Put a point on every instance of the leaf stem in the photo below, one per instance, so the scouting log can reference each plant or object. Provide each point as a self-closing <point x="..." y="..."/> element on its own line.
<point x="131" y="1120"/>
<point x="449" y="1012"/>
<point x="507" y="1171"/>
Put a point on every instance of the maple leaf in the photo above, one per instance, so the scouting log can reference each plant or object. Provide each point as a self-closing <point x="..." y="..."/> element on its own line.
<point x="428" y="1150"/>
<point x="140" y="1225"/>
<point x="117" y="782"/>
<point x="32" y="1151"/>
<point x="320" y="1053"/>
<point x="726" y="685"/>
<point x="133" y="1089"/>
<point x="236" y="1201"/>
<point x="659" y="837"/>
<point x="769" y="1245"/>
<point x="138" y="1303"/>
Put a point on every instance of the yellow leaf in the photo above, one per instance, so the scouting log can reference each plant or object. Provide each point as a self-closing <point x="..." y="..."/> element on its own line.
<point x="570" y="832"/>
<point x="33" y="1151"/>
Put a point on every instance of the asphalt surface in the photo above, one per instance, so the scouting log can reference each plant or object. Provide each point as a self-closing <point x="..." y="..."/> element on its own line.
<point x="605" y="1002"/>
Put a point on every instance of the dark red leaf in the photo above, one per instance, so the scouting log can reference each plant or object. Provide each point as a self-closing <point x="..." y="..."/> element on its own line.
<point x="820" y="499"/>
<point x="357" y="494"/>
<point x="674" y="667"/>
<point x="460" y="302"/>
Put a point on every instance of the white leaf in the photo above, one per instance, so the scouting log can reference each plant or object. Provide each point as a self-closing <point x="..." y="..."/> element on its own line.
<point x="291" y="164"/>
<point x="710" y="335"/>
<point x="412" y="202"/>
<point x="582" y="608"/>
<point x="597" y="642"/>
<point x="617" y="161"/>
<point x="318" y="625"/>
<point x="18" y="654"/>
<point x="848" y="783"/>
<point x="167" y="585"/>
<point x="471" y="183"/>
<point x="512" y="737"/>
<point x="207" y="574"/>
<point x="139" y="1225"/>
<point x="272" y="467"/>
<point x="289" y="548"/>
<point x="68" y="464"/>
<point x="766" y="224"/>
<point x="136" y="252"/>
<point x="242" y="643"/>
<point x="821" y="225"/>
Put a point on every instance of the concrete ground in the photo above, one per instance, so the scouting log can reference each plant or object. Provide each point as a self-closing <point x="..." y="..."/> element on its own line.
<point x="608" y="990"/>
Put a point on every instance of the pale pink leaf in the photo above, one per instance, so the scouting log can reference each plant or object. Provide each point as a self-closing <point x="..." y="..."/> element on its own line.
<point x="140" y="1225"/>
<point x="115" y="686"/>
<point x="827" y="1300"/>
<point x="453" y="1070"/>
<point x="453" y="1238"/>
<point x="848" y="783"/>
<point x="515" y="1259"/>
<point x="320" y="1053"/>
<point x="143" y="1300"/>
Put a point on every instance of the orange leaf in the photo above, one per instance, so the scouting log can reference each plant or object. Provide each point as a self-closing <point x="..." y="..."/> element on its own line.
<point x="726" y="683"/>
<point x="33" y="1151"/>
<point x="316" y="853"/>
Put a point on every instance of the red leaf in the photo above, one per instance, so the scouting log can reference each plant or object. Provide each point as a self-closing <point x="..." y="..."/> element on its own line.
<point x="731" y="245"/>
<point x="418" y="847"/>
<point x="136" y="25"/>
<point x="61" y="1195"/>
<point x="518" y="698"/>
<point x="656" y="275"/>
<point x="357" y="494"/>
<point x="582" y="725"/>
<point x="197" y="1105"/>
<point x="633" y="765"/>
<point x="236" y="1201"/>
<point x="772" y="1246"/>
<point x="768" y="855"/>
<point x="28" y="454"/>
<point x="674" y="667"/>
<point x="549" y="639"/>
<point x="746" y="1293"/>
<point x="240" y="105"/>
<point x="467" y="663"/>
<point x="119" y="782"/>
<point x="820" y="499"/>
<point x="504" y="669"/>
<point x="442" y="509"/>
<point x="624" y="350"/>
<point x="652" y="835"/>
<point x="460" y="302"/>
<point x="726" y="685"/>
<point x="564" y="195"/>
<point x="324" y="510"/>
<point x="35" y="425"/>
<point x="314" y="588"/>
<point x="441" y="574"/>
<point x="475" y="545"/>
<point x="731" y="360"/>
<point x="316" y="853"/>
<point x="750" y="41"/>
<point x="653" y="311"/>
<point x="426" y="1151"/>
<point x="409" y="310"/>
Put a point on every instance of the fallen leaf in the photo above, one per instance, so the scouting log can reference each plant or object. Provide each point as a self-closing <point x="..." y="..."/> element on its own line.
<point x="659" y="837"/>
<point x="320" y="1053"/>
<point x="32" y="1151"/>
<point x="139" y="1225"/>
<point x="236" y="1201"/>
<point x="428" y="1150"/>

· · ·

» Aim:
Copy all of the items above word for word, from the first line to the last.

» Written solution:
Put a point on every instance of the leaf stem in the photo below, one per instance, so the scouting log can reference each plant or object. Provide each point as a self-closing <point x="..." y="..."/> element on its own line.
<point x="131" y="1120"/>
<point x="449" y="1012"/>
<point x="507" y="1171"/>
Put a point on every instance of the maple leaf in the photo above, one per instance, so the scouting log can reference each plant or object. Provide each point as a self-closing <point x="..." y="..."/> element on its own line.
<point x="428" y="1150"/>
<point x="140" y="1225"/>
<point x="117" y="782"/>
<point x="32" y="1151"/>
<point x="320" y="1053"/>
<point x="726" y="685"/>
<point x="133" y="1089"/>
<point x="236" y="1201"/>
<point x="659" y="837"/>
<point x="769" y="1245"/>
<point x="138" y="1303"/>
Put a point on every instance of the yellow leaf in the photo above, one per instance, so the scouting log can reference each plant or object. Provide each point as a self-closing <point x="..." y="..."/> element on its own line.
<point x="570" y="832"/>
<point x="33" y="1151"/>
Put a point on every instance of the asphalt surface in the photo above, one per instance, so the scouting log can reference each plant or object. Provide each point as a self-closing <point x="..." y="..."/> element on its own line.
<point x="605" y="1002"/>
Put a point on every instance of the dark red leaf in the photo above, one per instance, so the scouting log can reference each plant or object. Provide each point as a self-closing <point x="..." y="..."/> element on its own line.
<point x="820" y="499"/>
<point x="357" y="494"/>
<point x="674" y="667"/>
<point x="460" y="302"/>
Put a point on every instance of the white leaf in the photo above, one per instance, so the scouting log can reference each plant or object. Provide each point as a self-closing <point x="..." y="..."/> element on its own line.
<point x="291" y="164"/>
<point x="710" y="335"/>
<point x="412" y="202"/>
<point x="582" y="608"/>
<point x="597" y="642"/>
<point x="617" y="161"/>
<point x="318" y="625"/>
<point x="18" y="654"/>
<point x="848" y="783"/>
<point x="167" y="585"/>
<point x="471" y="183"/>
<point x="512" y="737"/>
<point x="207" y="574"/>
<point x="139" y="1225"/>
<point x="272" y="467"/>
<point x="289" y="548"/>
<point x="68" y="464"/>
<point x="766" y="224"/>
<point x="136" y="252"/>
<point x="242" y="643"/>
<point x="821" y="225"/>
Put a point on every instance of the concrete ground in the photo above, one per instance, so the scouting log can reference each plant or object. Provide each point as a self-closing <point x="..." y="..."/> element on its own line.
<point x="608" y="990"/>
Put a point on every instance of the pale pink leaf in the photo above, one per instance, so the scouting log can reference each plant or object. Provide each point as a self-closing <point x="..." y="..."/> element on its own line.
<point x="140" y="1225"/>
<point x="115" y="686"/>
<point x="827" y="1300"/>
<point x="453" y="1070"/>
<point x="453" y="1238"/>
<point x="848" y="783"/>
<point x="515" y="1259"/>
<point x="320" y="1053"/>
<point x="143" y="1300"/>
Put a point on every instance of the orange leaf in the photo above, one per instance, so the scouting log can reference each plant or object. Provide each point as a self-closing <point x="..." y="..."/> element on its own line.
<point x="726" y="683"/>
<point x="33" y="1151"/>
<point x="316" y="853"/>
Put a point on every instance of the red leaf in the photo above, one per instance, so the scouting log can reference each plant or object. Provide each point as a self-closing <point x="..." y="..."/> element on its own line.
<point x="731" y="245"/>
<point x="418" y="847"/>
<point x="136" y="25"/>
<point x="61" y="1195"/>
<point x="518" y="698"/>
<point x="656" y="275"/>
<point x="357" y="494"/>
<point x="582" y="725"/>
<point x="197" y="1105"/>
<point x="633" y="765"/>
<point x="236" y="1201"/>
<point x="772" y="1246"/>
<point x="768" y="855"/>
<point x="28" y="454"/>
<point x="674" y="667"/>
<point x="549" y="639"/>
<point x="746" y="1293"/>
<point x="240" y="105"/>
<point x="467" y="663"/>
<point x="119" y="782"/>
<point x="820" y="499"/>
<point x="504" y="669"/>
<point x="442" y="509"/>
<point x="624" y="350"/>
<point x="652" y="835"/>
<point x="460" y="302"/>
<point x="726" y="685"/>
<point x="564" y="195"/>
<point x="324" y="510"/>
<point x="35" y="425"/>
<point x="314" y="588"/>
<point x="441" y="574"/>
<point x="475" y="545"/>
<point x="731" y="360"/>
<point x="316" y="853"/>
<point x="750" y="41"/>
<point x="653" y="311"/>
<point x="426" y="1151"/>
<point x="409" y="310"/>
Put a point on every instance of the fallen leaf in the photo above, one per instance, so the scouting log can reference each plant or object. Provide each point as a self-closing <point x="..." y="..."/> element on its own line.
<point x="659" y="837"/>
<point x="320" y="1053"/>
<point x="32" y="1151"/>
<point x="139" y="1225"/>
<point x="236" y="1201"/>
<point x="428" y="1150"/>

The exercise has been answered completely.